Begin Data

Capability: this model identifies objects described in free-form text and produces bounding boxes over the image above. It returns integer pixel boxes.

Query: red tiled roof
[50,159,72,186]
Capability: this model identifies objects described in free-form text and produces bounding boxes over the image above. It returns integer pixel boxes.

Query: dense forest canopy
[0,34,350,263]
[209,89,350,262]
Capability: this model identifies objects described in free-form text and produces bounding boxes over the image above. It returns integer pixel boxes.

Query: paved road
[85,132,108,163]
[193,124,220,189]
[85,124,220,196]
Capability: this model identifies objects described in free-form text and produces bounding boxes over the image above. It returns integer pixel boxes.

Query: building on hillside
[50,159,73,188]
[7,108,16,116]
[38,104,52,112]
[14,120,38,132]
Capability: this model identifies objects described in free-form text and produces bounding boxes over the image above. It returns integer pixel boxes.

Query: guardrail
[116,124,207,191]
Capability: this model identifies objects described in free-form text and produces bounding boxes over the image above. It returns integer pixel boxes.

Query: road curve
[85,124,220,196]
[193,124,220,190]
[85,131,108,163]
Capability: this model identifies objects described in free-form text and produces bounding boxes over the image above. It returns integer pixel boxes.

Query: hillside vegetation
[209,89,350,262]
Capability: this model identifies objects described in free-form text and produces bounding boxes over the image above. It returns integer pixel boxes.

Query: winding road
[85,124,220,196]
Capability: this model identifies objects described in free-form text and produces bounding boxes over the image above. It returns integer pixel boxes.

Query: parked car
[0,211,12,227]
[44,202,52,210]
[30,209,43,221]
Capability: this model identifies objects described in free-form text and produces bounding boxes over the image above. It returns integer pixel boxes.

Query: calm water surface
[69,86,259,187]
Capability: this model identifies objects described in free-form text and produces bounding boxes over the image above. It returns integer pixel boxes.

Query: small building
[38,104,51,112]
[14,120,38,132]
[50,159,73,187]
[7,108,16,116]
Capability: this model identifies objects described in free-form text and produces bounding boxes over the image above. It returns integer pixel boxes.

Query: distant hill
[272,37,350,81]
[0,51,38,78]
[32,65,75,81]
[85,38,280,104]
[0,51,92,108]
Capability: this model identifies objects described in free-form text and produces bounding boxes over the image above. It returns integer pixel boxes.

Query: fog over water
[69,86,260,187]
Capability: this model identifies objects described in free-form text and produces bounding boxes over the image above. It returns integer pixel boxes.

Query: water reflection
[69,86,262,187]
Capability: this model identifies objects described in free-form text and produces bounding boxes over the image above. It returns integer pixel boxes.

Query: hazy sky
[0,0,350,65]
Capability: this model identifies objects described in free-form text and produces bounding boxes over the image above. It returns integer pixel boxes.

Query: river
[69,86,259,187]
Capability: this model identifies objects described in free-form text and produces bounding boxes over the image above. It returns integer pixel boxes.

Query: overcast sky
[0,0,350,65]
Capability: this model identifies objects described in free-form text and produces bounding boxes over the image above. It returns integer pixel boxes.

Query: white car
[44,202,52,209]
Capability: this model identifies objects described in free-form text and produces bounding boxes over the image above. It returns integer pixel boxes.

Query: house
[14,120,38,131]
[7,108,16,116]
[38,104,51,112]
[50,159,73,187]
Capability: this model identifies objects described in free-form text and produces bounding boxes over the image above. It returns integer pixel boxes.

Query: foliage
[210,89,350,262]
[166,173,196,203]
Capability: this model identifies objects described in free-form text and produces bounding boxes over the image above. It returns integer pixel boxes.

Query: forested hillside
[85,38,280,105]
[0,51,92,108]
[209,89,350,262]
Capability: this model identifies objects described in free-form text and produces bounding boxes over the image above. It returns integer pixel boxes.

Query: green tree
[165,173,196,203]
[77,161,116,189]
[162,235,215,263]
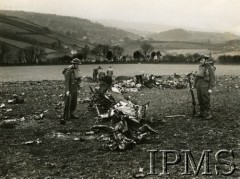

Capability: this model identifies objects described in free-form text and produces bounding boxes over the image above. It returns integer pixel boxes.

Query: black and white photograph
[0,0,240,179]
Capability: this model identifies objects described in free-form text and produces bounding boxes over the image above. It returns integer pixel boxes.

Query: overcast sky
[0,0,240,35]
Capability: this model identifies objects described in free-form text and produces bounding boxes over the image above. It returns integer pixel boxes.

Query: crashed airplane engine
[89,78,158,150]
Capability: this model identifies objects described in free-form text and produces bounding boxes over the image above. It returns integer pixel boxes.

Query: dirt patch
[0,76,240,178]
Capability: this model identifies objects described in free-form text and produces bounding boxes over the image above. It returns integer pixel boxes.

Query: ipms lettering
[148,150,236,176]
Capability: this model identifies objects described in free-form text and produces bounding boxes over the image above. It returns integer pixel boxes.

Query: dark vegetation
[0,76,240,179]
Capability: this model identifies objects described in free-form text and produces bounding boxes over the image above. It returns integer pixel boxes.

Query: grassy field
[0,76,240,179]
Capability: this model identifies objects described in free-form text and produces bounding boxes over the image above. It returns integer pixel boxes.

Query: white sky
[0,0,240,35]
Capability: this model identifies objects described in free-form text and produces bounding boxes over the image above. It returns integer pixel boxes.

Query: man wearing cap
[193,56,215,119]
[60,58,81,124]
[107,67,113,78]
[98,67,106,82]
[93,66,101,83]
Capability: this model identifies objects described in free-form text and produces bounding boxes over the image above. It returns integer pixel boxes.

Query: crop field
[0,76,240,179]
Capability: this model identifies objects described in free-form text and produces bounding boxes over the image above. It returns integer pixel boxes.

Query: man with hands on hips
[193,56,216,120]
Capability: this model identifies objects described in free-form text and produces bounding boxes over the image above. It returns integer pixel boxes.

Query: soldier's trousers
[63,90,77,118]
[197,86,210,114]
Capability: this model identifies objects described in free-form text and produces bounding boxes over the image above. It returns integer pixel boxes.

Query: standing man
[98,67,106,82]
[93,66,100,83]
[193,56,215,119]
[60,58,81,124]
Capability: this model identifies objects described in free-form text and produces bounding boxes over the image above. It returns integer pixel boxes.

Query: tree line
[0,41,240,65]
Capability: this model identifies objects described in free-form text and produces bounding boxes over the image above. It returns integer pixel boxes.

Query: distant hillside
[0,10,139,44]
[148,29,240,43]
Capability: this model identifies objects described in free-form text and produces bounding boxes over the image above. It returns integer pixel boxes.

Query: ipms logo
[148,150,236,176]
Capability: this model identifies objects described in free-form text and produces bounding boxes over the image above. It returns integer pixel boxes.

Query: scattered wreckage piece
[113,73,188,93]
[89,85,158,150]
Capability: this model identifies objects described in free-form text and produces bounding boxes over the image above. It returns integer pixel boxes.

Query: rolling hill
[0,10,139,44]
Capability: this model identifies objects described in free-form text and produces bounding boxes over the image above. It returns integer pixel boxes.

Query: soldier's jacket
[107,68,113,77]
[63,65,81,91]
[98,69,106,79]
[194,64,215,89]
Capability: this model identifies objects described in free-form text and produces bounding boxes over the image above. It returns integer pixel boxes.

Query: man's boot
[70,114,79,119]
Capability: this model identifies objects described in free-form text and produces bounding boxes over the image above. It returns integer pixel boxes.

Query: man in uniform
[107,67,113,78]
[193,56,215,119]
[60,58,81,124]
[93,66,101,83]
[98,67,106,82]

End Data

Copy out each line above that contains the word "white".

- **Task response**
Query: white car
Query: black and white photograph
Query: white sky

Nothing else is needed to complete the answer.